Data records:
◆ ◆ ◆
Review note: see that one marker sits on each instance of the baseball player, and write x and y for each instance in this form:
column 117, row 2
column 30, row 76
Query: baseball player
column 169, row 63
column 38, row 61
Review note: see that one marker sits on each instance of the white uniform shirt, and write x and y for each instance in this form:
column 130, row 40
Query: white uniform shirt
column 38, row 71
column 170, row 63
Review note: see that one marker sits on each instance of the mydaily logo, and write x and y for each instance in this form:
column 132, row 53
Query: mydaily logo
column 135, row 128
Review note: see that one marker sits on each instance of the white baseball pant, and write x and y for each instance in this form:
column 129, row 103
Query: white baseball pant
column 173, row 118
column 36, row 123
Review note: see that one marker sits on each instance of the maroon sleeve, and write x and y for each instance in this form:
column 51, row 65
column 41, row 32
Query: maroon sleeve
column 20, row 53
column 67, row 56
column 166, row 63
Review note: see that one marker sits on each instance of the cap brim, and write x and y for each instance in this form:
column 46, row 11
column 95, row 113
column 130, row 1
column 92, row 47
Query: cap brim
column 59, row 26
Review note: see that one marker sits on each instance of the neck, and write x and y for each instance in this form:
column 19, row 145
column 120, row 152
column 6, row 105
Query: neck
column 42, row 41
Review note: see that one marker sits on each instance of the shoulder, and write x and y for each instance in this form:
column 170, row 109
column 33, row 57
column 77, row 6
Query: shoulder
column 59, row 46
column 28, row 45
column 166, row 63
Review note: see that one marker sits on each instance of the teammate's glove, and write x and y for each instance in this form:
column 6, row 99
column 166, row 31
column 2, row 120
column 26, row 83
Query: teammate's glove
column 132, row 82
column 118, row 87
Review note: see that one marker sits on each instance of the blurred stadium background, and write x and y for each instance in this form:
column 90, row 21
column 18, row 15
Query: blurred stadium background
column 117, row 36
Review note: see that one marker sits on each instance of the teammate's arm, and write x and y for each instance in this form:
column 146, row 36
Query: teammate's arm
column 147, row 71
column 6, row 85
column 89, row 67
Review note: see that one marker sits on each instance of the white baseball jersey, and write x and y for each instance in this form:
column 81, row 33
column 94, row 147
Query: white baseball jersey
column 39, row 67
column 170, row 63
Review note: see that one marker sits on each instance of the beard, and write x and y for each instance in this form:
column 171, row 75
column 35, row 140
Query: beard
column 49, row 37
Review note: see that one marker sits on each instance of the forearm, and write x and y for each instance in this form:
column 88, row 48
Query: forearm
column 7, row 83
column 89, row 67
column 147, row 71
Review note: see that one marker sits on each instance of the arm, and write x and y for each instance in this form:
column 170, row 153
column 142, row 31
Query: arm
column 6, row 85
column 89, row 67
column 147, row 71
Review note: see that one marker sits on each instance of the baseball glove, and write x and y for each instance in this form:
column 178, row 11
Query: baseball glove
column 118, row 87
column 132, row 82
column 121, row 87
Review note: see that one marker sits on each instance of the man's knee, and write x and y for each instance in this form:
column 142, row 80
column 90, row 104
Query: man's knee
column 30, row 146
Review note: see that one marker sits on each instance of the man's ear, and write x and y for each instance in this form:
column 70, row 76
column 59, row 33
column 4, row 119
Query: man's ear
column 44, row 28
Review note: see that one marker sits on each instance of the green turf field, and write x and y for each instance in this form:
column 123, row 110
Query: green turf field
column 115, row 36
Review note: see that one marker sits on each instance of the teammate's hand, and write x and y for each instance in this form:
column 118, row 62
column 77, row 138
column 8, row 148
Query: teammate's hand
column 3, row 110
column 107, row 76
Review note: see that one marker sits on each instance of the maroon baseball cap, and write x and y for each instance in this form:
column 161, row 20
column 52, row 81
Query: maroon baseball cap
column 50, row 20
◆ ◆ ◆
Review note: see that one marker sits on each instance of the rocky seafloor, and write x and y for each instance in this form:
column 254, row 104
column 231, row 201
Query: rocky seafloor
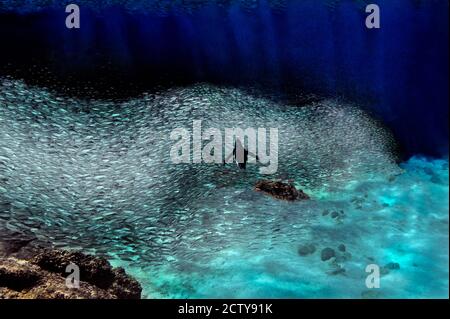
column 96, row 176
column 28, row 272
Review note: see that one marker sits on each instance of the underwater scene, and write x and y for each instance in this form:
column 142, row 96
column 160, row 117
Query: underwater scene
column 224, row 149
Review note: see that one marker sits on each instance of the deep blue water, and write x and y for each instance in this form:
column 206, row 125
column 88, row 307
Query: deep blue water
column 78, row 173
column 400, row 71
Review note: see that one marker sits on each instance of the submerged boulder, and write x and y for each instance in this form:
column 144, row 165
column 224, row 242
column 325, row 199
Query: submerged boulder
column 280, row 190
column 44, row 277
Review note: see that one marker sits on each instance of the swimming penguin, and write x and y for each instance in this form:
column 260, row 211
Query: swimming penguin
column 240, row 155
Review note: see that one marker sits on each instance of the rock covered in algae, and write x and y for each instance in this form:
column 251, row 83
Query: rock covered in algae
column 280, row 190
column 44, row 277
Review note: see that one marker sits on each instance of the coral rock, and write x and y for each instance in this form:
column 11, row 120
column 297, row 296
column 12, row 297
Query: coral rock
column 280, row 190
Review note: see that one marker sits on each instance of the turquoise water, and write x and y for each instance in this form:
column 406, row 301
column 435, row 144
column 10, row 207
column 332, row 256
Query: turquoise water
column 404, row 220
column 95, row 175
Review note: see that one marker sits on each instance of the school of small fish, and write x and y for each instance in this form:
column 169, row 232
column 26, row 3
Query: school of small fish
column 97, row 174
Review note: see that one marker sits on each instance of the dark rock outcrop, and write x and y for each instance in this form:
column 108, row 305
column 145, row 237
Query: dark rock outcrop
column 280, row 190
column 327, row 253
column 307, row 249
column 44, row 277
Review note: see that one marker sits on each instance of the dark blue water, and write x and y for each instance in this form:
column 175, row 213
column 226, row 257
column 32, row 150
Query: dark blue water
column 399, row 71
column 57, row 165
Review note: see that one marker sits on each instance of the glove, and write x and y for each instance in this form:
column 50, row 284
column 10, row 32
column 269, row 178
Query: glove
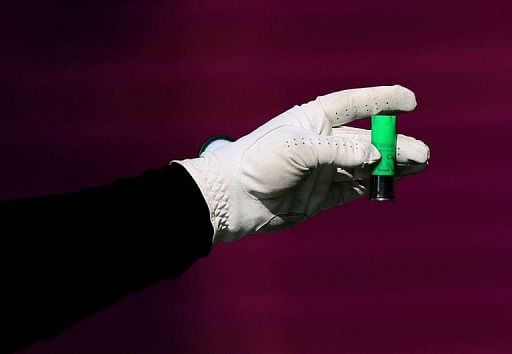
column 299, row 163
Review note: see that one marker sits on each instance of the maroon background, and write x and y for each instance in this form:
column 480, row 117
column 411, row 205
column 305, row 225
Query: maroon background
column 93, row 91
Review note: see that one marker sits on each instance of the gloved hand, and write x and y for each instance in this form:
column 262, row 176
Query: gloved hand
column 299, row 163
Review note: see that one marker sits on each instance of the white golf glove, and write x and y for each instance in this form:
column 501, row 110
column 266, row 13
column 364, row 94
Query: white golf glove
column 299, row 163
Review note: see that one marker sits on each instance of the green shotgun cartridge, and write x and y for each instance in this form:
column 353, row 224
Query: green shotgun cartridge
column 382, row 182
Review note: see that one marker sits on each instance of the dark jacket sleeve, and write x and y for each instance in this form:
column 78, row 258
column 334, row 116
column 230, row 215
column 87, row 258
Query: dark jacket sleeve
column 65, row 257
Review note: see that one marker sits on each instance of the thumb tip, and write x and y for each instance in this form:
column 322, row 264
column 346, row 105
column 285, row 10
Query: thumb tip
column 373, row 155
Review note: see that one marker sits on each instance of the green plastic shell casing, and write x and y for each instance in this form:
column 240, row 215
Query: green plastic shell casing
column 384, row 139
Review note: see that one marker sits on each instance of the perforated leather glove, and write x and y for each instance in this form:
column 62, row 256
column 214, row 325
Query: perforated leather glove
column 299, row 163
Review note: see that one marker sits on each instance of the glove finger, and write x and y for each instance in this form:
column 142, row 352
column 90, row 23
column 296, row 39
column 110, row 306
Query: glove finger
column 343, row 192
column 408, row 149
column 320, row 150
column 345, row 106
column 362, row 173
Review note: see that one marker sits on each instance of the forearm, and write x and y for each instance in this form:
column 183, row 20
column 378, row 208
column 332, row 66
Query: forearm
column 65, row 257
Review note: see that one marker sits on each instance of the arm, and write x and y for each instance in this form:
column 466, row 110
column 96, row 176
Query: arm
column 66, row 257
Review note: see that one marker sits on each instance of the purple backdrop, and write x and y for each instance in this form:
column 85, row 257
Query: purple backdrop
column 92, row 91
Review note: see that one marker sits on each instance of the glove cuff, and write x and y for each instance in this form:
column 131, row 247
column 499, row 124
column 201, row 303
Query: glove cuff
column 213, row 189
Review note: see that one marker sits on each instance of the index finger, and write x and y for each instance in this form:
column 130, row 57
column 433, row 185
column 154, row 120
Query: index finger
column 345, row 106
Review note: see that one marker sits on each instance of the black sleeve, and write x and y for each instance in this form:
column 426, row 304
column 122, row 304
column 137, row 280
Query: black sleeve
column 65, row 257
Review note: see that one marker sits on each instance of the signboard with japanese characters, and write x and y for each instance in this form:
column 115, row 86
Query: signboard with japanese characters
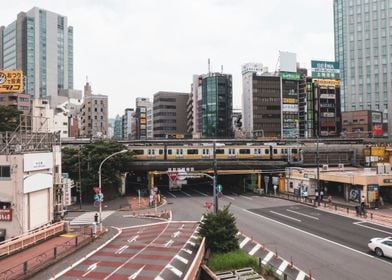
◆ ◆ ◆
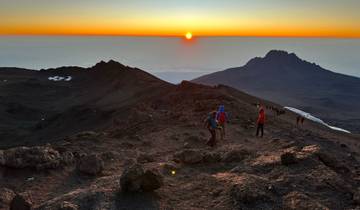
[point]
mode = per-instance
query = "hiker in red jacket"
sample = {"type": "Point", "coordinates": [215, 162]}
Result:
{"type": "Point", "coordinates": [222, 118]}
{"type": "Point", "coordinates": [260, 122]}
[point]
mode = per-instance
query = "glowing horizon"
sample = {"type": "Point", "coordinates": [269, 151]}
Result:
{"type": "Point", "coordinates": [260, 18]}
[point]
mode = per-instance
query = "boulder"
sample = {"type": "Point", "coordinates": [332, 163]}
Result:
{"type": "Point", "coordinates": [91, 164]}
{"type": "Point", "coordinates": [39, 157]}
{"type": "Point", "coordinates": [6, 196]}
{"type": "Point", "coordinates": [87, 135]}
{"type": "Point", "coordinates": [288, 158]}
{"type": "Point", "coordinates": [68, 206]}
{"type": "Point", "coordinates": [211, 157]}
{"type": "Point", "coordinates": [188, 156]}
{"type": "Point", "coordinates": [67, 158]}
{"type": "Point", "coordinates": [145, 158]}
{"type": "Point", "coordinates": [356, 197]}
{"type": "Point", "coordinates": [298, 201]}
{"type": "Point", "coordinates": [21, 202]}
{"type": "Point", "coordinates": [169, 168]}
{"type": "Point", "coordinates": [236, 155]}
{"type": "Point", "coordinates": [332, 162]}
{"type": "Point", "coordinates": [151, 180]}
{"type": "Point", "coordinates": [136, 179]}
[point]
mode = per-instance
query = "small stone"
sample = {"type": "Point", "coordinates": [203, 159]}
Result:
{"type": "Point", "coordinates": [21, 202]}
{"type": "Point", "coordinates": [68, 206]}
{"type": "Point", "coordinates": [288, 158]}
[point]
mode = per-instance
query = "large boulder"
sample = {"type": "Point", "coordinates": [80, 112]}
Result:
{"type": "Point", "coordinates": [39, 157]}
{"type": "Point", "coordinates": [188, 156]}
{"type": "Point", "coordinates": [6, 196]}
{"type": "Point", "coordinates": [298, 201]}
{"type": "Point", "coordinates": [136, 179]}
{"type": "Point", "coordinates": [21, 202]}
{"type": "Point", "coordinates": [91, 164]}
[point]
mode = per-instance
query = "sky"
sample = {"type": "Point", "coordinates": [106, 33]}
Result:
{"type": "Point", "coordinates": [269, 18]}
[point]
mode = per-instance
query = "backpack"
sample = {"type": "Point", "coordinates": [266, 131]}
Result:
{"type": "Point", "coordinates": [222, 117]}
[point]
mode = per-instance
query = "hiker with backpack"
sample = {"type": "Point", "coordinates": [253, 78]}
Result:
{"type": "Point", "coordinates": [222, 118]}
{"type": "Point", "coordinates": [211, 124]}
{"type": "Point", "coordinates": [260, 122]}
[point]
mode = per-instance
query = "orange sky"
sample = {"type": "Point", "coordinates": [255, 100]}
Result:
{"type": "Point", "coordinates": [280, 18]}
◆ ◆ ◆
Return each line from the rows above that contains the word "blue".

THE RESULT
Review note: see that one marker sits on each instance of the deep blue water, and write x and y for each instance in this form:
Query: deep blue water
Review note: see that one marker sits on each instance of the dark blue water, and write x and y for each instance in this form:
Query: dark blue water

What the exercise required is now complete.